Was: Autonomes Fahren?

Was: Autonomes Fahren?

Als Autonomes Fahren wird das automatische (selbständige), zielgerichtete Bewegen von Fahrzeugen verstanden. Der Begriff der Selbständigkeit bezieht sich auf die automatisierte Steuerung des Fahrzeugs (Treiben, Bremsen, Navigation/Lenken).

Autonomes Fahren wird für Schienen- und Straßenfahrzeuge diskutiert, im erweiterten Sinne auch für Schiffe und Luftfahrzeuge (Flugzeuge resp. Drohnen) sowie für mobile Haushalts- und Gartengeräte. Im Schienenverkehr wird Autonomes Fahren als Automatic Train Operation (ATO) bezeichnet.

Ironie der Technikgeschichte: Das „Automobile“ wurde schon einmal in seiner Entstehungszeit Ende des 19.Jh. als autonom fahrendes Fahrzeug („Selbstbeweger“) bezeichnet – damals weil der neue Motorwagen durch interne Maschinenkraft bewegt und nicht mehr von Pferden gezogen wurde.

Der Grad der Automatisierung der Fahrzeugsteuerung variiert. Für den Straßenverkehr wurden durch die SAE International (Society of Automotive Engineers) deshalb fünf aufsteigende Automatisierungslevel (SAE-Level) vorgegeben. Ein Autonomes Fahren im eigentlichen Sinne – also ein Fahren ohne zwingend notwendige Anwesenheit eines menschlichen Fahrers – ist ab Level 4 gegeben:

  • Level 1: unterstützende Assistenzsysteme für den Fahrer
  • Level 2: Teilautomatisierungen (fahrerüberwacht: Einparken, Spurhaltung, Stauassistent)
  • Level 3: automatisierter Fahrmodus (Fahrer anwesend, übernimmt bei Bedarf Fahrzeugführung)
  • Level 4: autonomer Fahrmodus (Fahrer optional, Eingriff nur im Ausnahmefall)
  • Level 5: Vollautomatisierung (komplett fahrerloser Betrieb)

Im Schienenverkehr existieren ebenfalls fünf aufsteigende Automatisierungsgrade (Grade of Automation – GoA), die vom manuelles Fahren (GoA 0) bis zum vollautomatische fahrerlose Zugbetrieb (GoA 4) reichen.

Während teilautomatisierte Fahrzeuge heute bereits weit verbreitet sind, finden sich vollautomatisierte Fahrzeuge bisher typischerweise nur auf streng abgeschlossenen, vollständig kontrollierten Verkehrswegen (U-Bahn, Produktionshallen). Zukünftig werden vollautonome Fahrzeuge jedoch auch im Mischverkehr verkehren – also auf Verkehrswegen, die auch von anderen Verkehrsteilnehmer benutzt werden, insbesondere im öffentlichen Straßennetz.

Anwendungsfall Personentransport

Automatisch/Autonom fahrende Fahrzeuge werden für den Personentransport sowohl im Individualverkehr (IV) als auch im Öffentlichen Personenverkehr (ÖPV) eingesetzt (werden). Beide Marktsegmente unterscheiden sich jedoch voneinander.
#####
**ANWEISUNG 1**
Gib den Text über autonomes Fahren von „Während teilautomatisierte Fahrzeuge“ bis einschließlich „sich jedoch voneinander.“ noch einmal wieder und tausche dabei „Produktionshallen“ gegen „Lagerhallen“ aus.
#####
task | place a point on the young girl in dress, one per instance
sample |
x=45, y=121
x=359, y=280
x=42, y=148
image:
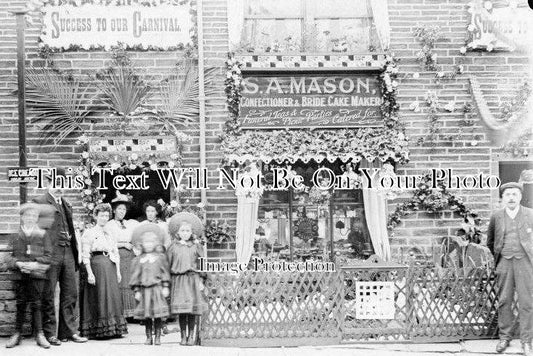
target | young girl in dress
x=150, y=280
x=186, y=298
#####
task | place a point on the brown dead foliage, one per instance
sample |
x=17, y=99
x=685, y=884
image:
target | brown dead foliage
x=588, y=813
#####
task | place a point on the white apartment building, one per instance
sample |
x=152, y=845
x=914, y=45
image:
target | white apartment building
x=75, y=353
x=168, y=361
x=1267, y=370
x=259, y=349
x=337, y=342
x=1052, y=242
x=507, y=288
#####
**ANWEISUNG 2**
Wiederhole bitte die Zeilen aus den Blöcken wortgetreu, von der Zeile mit „task | place a point on the young“ bis einschließlich der Zeile mit „x=186, y=298“. Lass die Bilder in deiner Antwort weg.

**LÖSUNG 1**
Während teilautomatisierte Fahrzeuge heute bereits weit verbreitet sind, finden sich vollautomatisierte Fahrzeuge bisher typischerweise nur auf streng abgeschlossenen, vollständig kontrollierten Verkehrswegen (U-Bahn, Lagerhallen). Zukünftig werden vollautonome Fahrzeuge jedoch auch im Mischverkehr verkehren – also auf Verkehrswegen, die auch von anderen Verkehrsteilnehmer benutzt werden, insbesondere im öffentlichen Straßennetz.

Anwendungsfall Personentransport

Automatisch/Autonom fahrende Fahrzeuge werden für den Personentransport sowohl im Individualverkehr (IV) als auch im Öffentlichen Personenverkehr (ÖPV) eingesetzt (werden). Beide Marktsegmente unterscheiden sich jedoch voneinander.

**LÖSUNG 2**
task | place a point on the young girl in dress, one per instance
sample |
x=45, y=121
x=359, y=280
x=42, y=148
image:
target | young girl in dress
x=150, y=280
x=186, y=298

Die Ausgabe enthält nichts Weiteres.